**TEXT BLOCK:**
Monday, Jan 13, 2014

* Sun-Times

Two Republican state lawmakers are drafting legislation to ban former gang members from working for the Illinois prison system and three other state agencies in the wake of a Chicago Sun-Times investigation.

Under the proposal by Reps. Dennis Reboletti, R-Elmhurst, and John Anthony, R-Morris, a person who is “documented to have been a member of a criminal gang” would be prohibited from employment by the state Department of Corrections, State Police, the Department of Juvenile Justice and the Department of Children and Family Services.

The legislation comes after the Sun-Times disclosed that Xadrian R. McCraven, a former gang member, was hired to a six-figure job within the state prison system last year despite being found unfit to work for IDOC in 2007 and 2011 because of problems identified in background checks.

**EXERCISE:**
Answer these questions from the article on the proposed gang-member hiring ban:
(a) Which two state representatives are behind the proposal?
(b) Besides the Department of Corrections, which agencies would the ban cover?
(c) In which years was Xadrian R. McCraven found unfit to work for IDOC?

**EXTRACTED DATA:**
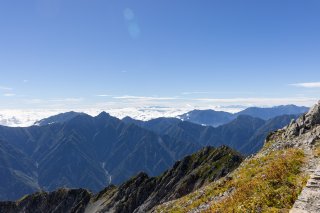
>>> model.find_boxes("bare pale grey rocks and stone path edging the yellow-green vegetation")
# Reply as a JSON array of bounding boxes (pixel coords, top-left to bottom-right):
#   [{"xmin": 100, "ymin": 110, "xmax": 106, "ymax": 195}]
[{"xmin": 268, "ymin": 101, "xmax": 320, "ymax": 213}]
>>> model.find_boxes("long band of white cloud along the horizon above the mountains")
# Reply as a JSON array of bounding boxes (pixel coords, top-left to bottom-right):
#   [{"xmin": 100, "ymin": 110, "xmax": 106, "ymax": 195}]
[{"xmin": 0, "ymin": 92, "xmax": 318, "ymax": 126}]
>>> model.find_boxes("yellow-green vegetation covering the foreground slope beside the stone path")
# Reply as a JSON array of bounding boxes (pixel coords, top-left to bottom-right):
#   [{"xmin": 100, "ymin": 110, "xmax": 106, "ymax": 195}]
[{"xmin": 157, "ymin": 148, "xmax": 307, "ymax": 213}]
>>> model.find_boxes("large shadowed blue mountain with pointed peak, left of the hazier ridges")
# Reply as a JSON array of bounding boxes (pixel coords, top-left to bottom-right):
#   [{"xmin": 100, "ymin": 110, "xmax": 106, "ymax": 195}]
[{"xmin": 0, "ymin": 113, "xmax": 201, "ymax": 199}]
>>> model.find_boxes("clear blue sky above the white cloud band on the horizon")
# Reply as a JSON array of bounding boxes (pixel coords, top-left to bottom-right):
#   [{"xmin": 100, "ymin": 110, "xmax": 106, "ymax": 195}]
[{"xmin": 0, "ymin": 0, "xmax": 320, "ymax": 109}]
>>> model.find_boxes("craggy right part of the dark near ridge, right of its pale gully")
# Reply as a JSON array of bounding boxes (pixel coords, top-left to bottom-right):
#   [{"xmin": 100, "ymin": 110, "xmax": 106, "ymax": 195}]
[{"xmin": 92, "ymin": 146, "xmax": 242, "ymax": 213}]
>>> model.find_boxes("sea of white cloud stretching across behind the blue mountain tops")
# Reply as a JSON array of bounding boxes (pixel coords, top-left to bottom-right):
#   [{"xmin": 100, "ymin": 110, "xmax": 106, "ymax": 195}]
[{"xmin": 0, "ymin": 96, "xmax": 317, "ymax": 126}]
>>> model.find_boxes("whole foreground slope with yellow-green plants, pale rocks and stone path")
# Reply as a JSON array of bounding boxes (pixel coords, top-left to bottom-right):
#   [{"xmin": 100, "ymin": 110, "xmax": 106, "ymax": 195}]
[{"xmin": 155, "ymin": 102, "xmax": 320, "ymax": 213}]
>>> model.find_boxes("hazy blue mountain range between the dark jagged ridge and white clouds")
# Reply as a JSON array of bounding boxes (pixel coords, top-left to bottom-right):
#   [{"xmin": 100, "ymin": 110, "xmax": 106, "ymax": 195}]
[{"xmin": 0, "ymin": 105, "xmax": 308, "ymax": 200}]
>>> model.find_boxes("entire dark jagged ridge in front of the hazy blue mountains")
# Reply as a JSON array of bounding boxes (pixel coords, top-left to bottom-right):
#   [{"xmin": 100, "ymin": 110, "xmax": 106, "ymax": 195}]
[{"xmin": 0, "ymin": 146, "xmax": 243, "ymax": 213}]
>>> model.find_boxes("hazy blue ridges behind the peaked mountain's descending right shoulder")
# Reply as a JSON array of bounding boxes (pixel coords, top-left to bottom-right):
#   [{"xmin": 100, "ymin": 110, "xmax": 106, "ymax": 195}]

**SOLUTION TO THE PROBLEM:**
(a) Dennis Reboletti and John Anthony
(b) The State Police, the Department of Juvenile Justice, and the Department of Children and Family Services
(c) 2007 and 2011